▶ [FRAGMENTO]
|---|

Bélgica vive una auténtica división no sólo entre sus políticos sino sobre todo en la calle. Unos hablan francés, los otros neerlandés, valones y flamencos ni ven las mismas televisiones ni las mismas películas, ni leen los mismos libros. Están divididos por una frontera lingüística y cultural que ya es una realidad tan palmaria como que ni siquiera se celebran prácticamente matrimonios mixtos. Es tal la desconfianza creciente en los últimos años que el estado –un estado europeo que no duda en lucir «pedigrí» democrático– no ha dejado de despojarse de competencias reforma tras reforma. El libro «Belgistan, laboratorio nacionalista» del periodista Jacobo de Regoyos, uno de los corresponsales decanos en Bruselas cobra en estos días una especial vigencia como una de las mejores obras escritas por un informador a pie de obra en la capital belga para comprender el fenómeno nacionalista en Europa. Jacobo retrata como nadie la relación imposible entre dos comunidades que solo se profesan mutua desconfianza y donde surge una realidad en la que no hay reparo alguno en incumplir la legislación europea tratando casi como inmigrantes a miembros de la otra comunidad y mermando el sistema federal. No viene mal la observación de lo grotesco en casa ajena precisamente para poder detectar lo que de manera lenta pero evidente se viene incubando dentro de la propia casa.

Pues bien, este es el Estado socio de España en la UE desde el que algunos pretenden ponerse dignos y establecer cuarentenas sobre la salud de la democracia española. El estado cuyo primer ministro pedía hace días «diálogo entre Madrid y Barcelona», el estado en el que un ministro se ve obligado a desautorizar a otro por cuestionar la limpieza de la actuación de nuestra justicia contra quienes han pretendido romper el país. Es en Flandes donde Puigdemont pondrá una primera pica, no tanto para conseguir su sueño de romper España, como para evidenciar que la ruptura de la UE puede ser una realidad de permitirse a los iluminados del nacional-populismo campar a sus anchas. Si Bruselas es el corazón de Europa, parece que tiene un soplo.

|---|

▶ [DATOS EXTRAÍDOS]
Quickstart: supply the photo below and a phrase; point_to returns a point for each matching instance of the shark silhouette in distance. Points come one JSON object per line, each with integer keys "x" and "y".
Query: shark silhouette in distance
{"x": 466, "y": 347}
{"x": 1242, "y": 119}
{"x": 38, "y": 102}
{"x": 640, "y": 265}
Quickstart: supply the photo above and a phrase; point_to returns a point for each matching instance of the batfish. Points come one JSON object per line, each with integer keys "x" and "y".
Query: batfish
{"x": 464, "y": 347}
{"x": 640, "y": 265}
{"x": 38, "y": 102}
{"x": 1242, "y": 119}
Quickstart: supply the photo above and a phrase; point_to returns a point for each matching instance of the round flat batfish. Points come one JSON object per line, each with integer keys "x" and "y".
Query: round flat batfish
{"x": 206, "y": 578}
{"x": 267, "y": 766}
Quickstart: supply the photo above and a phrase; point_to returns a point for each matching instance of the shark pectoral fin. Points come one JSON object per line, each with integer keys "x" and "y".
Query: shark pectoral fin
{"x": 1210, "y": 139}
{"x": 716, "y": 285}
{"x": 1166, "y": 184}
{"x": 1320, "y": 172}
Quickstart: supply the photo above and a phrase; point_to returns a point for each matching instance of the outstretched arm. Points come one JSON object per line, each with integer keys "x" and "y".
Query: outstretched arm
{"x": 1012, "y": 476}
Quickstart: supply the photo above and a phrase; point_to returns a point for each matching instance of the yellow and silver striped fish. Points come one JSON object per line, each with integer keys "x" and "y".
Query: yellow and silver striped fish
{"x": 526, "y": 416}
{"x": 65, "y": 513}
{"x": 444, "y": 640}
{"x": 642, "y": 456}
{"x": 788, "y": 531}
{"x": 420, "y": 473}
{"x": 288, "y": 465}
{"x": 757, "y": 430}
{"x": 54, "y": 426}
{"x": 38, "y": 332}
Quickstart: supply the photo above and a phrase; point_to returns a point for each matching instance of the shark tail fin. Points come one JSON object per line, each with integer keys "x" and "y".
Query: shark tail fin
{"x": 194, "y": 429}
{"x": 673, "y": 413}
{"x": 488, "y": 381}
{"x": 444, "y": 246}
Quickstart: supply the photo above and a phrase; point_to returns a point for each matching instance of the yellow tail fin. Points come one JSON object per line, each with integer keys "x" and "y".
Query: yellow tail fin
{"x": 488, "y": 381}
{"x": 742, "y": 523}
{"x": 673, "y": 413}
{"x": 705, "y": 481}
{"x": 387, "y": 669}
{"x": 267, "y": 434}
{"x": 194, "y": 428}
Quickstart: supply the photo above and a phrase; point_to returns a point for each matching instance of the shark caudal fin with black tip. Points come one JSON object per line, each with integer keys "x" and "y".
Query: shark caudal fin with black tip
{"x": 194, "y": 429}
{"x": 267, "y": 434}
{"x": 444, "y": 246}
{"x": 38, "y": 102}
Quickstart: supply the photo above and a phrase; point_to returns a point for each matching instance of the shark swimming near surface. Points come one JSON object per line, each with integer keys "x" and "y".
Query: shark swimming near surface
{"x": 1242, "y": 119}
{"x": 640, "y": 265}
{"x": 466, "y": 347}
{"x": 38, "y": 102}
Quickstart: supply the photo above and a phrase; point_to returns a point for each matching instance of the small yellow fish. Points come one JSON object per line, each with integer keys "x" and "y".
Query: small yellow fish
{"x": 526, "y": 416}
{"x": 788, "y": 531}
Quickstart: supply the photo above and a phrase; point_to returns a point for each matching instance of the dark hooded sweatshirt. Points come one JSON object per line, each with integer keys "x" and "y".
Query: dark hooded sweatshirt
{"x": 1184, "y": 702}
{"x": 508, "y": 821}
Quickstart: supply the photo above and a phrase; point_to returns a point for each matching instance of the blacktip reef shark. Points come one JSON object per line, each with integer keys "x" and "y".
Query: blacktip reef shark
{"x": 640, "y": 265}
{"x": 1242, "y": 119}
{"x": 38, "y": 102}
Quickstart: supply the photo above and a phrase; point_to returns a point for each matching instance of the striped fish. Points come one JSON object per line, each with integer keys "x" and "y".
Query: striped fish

|---|

▶ [CONSIGNA] ¿Puedes reproducir tal cual el fragmento sobre Bélgica desde "Pues bien, este" hasta "tiene un soplo."?

▶ [RESPUESTA]
Pues bien, este es el Estado socio de España en la UE desde el que algunos pretenden ponerse dignos y establecer cuarentenas sobre la salud de la democracia española. El estado cuyo primer ministro pedía hace días «diálogo entre Madrid y Barcelona», el estado en el que un ministro se ve obligado a desautorizar a otro por cuestionar la limpieza de la actuación de nuestra justicia contra quienes han pretendido romper el país. Es en Flandes donde Puigdemont pondrá una primera pica, no tanto para conseguir su sueño de romper España, como para evidenciar que la ruptura de la UE puede ser una realidad de permitirse a los iluminados del nacional-populismo campar a sus anchas. Si Bruselas es el corazón de Europa, parece que tiene un soplo.